**INSTRUCTIONS FOR THE TASK:** Leave out the pictures and return every entry exactly as it appears.

**MATERIAL PROVIDED:**
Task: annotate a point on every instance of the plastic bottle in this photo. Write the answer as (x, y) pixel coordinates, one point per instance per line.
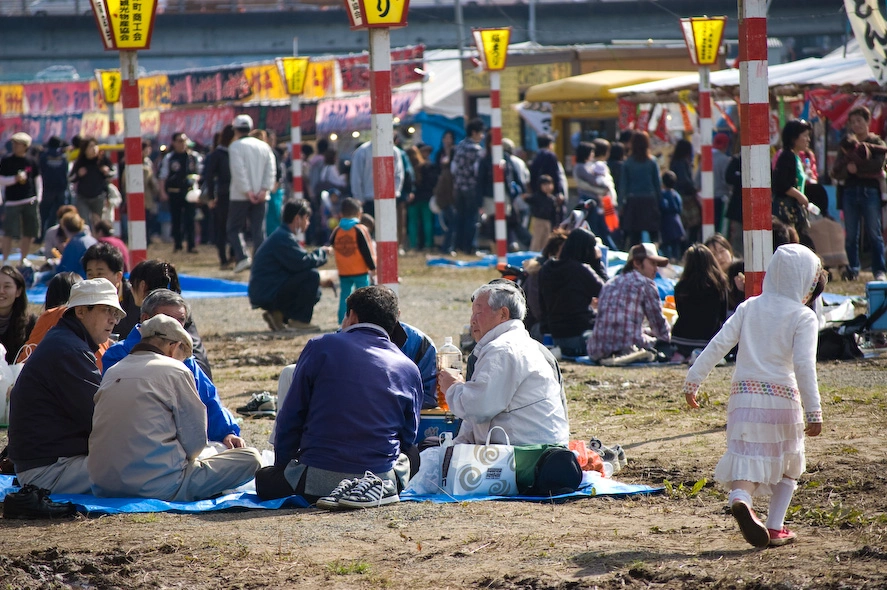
(448, 357)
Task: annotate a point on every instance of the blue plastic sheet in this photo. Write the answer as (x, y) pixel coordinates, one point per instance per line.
(600, 487)
(193, 287)
(89, 504)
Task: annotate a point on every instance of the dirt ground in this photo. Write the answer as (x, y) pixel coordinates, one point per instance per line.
(679, 539)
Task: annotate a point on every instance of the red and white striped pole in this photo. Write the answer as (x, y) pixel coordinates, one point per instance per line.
(132, 145)
(754, 114)
(296, 141)
(382, 126)
(706, 195)
(498, 168)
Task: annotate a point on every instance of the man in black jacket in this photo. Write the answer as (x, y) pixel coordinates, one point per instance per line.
(51, 404)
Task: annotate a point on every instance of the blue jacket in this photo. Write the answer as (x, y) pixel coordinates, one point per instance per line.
(51, 403)
(220, 422)
(349, 420)
(278, 258)
(73, 252)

**REPLY TO THE EXERCISE:**
Task: annotate a point on every instance of the plastic bottle in this photo. Write the answer as (x, y) pixel coordinates, one point per instance per line.
(448, 357)
Task: annotate a point on every instance of the blue plastic sheet in this photo. Write the answer as (x, y) pixel coordinates, one point per instance per line.
(600, 487)
(193, 287)
(89, 504)
Task: annotate a point on every instance of the dirt ground in this photo. Write the answer as (x, y) pixel coordinates, one point per instance per line.
(679, 539)
Task: annotate a point on every instance of the red and white striped pole in this photo. Write the answer as (x, y) pixel coordinates, one point per instance per line.
(132, 145)
(754, 114)
(296, 141)
(382, 126)
(706, 195)
(498, 168)
Task: annotate a point on every instance of the man in black jacket in this photo. Write the answer as (x, y) pixel coordinates, one point per instance per line.
(51, 404)
Task: annotate a point on every instance of the blue jacket in this photo. Write the answer as (x, y) pixel coordinates, one point per instance per line.
(51, 403)
(220, 422)
(349, 420)
(278, 258)
(73, 252)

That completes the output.